Action item →
Copy out the whole account of the unreported surgical error below, word for word.

Document excerpt →

_____

Everybody makes mistakes during medical procedures.
To err is human.
But if these errors are not discussed and included in the patient's management plan, then a small problem can quickly become a life threatening one.
A young woman we will call ‘Annie” had a dilatation and curettage at a hospital.
During the procedure, her uterus was unintentionally perforated. The surgeon was aware of this error, but the potential risks were not explained to the patient or passed on to nursing staff.
There was no mention of the surgical error in Annie's discharge plan.
No medical follow up was organised.
A week after surgery, Annie developed excruciating stomach pain and a raging fever.
She rang her friends who rushed over to see her. Concerned about her sudden deteriation they called an ambulance.
Annie was taken to the Emergency Department of the same hospital where she had been discharged after her surgical procedure only a week before.
Nurses took her temperature. It was over 40 degrees. Her blood pressure was low, her pulse thready and weak. Her abdomen was also hard and swollen.
An Emergency Doctor assessed her and ordered an urgent CT of her pelvis.

_____

Information shown →

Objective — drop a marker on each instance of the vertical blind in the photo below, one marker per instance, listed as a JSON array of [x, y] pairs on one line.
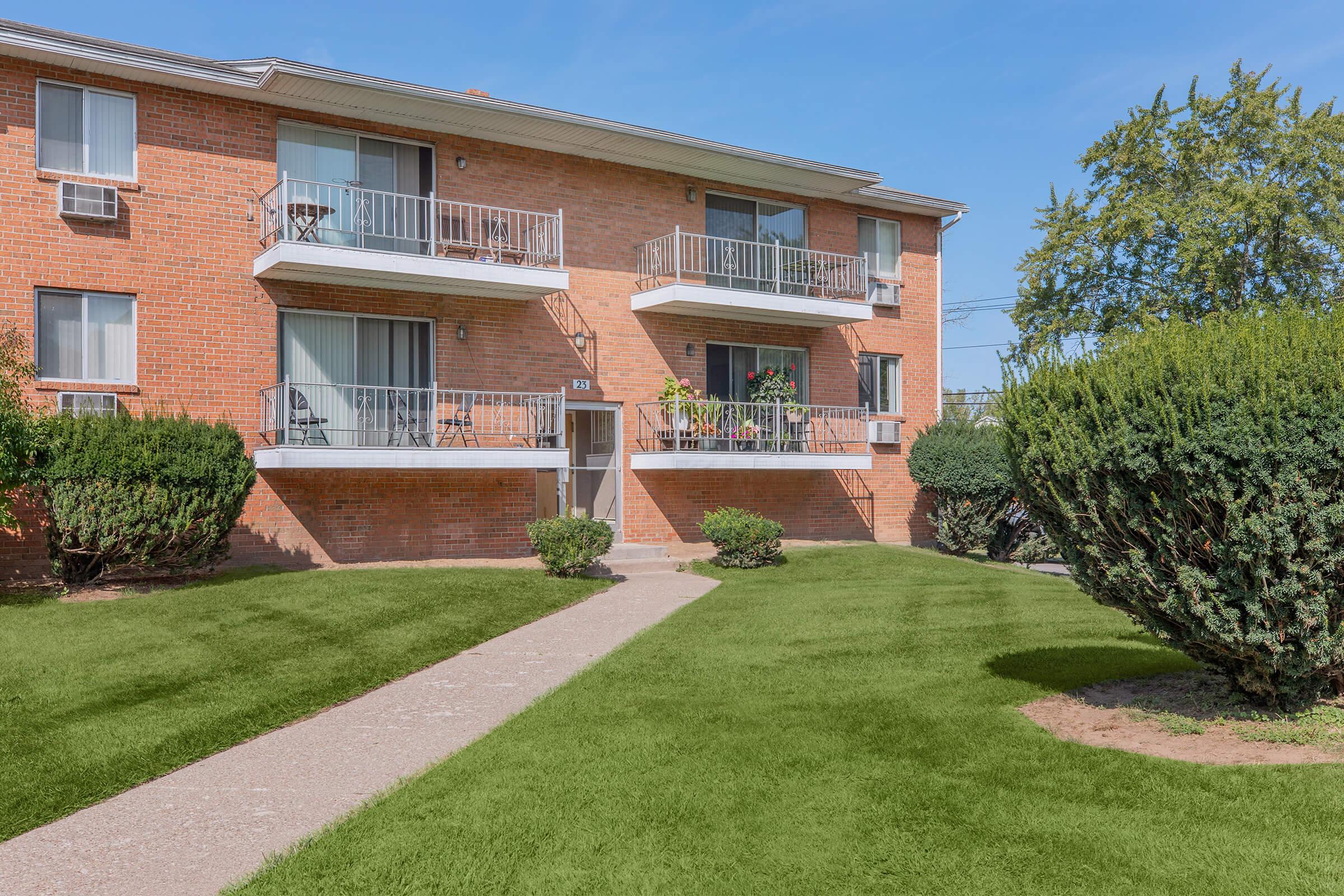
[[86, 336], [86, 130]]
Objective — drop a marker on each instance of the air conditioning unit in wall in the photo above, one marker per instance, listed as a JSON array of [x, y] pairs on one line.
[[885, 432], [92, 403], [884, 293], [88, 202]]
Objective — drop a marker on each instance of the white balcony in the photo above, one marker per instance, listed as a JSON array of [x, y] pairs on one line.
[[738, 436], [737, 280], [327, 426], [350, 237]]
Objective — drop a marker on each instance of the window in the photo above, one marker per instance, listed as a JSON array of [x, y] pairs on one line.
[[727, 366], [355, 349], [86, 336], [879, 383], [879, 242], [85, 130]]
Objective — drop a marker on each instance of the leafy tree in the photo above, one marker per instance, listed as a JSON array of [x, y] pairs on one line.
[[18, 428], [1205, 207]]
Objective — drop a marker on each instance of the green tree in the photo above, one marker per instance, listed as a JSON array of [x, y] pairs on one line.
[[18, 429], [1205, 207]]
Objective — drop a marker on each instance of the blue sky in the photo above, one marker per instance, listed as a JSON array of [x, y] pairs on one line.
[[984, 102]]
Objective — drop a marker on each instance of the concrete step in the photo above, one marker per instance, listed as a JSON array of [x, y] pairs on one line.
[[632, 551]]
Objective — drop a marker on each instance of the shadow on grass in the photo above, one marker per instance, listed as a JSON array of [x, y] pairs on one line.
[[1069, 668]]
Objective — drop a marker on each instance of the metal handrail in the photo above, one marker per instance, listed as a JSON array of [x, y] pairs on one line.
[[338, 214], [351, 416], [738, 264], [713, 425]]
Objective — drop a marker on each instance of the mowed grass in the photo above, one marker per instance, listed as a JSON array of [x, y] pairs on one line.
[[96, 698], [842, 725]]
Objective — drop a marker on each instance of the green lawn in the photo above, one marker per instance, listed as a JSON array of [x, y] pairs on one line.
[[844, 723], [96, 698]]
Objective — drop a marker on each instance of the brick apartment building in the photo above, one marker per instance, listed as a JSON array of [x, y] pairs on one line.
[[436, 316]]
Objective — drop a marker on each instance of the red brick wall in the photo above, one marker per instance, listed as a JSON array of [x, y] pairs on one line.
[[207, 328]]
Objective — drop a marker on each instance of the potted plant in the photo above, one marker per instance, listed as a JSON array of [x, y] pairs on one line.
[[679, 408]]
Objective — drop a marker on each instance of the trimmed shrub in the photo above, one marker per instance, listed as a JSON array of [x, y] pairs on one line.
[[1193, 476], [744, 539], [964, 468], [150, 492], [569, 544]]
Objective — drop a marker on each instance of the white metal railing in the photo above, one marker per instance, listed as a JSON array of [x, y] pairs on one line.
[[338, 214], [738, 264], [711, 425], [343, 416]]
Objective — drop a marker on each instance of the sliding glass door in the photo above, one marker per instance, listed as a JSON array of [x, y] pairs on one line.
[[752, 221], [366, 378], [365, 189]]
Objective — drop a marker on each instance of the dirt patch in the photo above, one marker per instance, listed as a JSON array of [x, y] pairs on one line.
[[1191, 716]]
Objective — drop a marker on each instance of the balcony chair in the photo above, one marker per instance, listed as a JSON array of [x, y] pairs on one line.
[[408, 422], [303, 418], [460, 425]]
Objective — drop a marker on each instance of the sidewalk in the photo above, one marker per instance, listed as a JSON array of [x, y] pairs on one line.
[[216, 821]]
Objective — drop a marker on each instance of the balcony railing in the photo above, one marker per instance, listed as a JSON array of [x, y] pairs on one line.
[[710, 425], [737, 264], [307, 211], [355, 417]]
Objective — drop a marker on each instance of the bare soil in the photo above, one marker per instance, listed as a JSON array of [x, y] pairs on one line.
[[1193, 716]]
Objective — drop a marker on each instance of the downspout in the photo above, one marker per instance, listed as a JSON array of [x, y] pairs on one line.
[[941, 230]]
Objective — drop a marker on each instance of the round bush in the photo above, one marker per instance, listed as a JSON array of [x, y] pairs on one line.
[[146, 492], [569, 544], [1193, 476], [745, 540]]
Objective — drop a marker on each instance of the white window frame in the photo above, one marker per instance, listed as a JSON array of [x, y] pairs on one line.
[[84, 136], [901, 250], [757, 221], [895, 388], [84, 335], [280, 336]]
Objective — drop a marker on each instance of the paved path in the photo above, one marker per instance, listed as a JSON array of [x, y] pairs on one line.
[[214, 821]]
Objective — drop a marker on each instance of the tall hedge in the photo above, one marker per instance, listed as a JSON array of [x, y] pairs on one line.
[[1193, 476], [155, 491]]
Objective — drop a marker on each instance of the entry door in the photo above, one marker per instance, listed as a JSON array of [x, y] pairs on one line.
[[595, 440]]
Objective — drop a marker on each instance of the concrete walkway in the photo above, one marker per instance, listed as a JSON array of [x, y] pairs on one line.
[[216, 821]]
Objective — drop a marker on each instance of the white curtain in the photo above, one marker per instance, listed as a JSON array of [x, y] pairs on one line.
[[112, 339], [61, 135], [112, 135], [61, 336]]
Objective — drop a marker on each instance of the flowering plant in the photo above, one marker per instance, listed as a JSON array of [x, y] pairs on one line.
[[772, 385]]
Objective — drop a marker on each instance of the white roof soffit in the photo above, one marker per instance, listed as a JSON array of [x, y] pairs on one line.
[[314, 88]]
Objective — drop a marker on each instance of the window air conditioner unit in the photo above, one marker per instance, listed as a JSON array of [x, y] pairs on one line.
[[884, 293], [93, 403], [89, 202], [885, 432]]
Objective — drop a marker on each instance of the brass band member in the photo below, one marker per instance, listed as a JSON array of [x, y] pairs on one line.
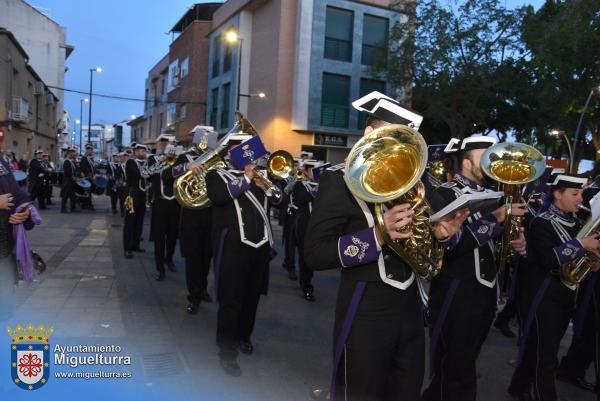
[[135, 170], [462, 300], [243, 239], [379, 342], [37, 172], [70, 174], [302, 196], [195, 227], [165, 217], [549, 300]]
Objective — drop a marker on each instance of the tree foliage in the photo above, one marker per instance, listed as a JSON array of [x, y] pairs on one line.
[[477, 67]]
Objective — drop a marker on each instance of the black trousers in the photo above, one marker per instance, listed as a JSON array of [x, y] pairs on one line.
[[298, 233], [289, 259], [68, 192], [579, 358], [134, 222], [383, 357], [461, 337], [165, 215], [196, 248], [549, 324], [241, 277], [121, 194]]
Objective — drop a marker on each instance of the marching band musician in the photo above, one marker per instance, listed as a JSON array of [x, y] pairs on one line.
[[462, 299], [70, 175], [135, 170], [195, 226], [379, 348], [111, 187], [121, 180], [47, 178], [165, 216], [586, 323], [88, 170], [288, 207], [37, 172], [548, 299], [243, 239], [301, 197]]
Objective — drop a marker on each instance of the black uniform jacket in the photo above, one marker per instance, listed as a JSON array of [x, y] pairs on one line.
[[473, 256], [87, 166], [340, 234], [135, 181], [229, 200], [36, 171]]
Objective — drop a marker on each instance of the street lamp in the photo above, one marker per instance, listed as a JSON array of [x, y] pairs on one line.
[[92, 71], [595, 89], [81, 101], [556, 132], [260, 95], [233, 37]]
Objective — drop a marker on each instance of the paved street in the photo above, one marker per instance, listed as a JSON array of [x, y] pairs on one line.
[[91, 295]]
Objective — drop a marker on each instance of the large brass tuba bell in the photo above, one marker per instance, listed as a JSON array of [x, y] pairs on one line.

_____

Exercise answer →
Everybody makes mistakes during medical procedures.
To err is human.
But if these errors are not discussed and included in the patient's management plan, then a small problem can quickly become a life threatening one.
A young woman we will call ‘Annie” had a dilatation and curettage at a hospital.
During the procedure, her uterus was unintentionally perforated. The surgeon was aware of this error, but the potential risks were not explained to the patient or passed on to nursing staff.
There was no mention of the surgical error in Annie's discharge plan.
No medical follow up was organised.
A week after surgery, Annie developed excruciating stomach pain and a raging fever.
She rang her friends who rushed over to see her. Concerned about her sudden deteriation they called an ambulance.
Annie was taken to the Emergency Department of the same hospital where she had been discharged after her surgical procedure only a week before.
Nurses took her temperature. It was over 40 degrees. Her blood pressure was low, her pulse thready and weak. Her abdomen was also hard and swollen.
An Emergency Doctor assessed her and ordered an urgent CT of her pelvis.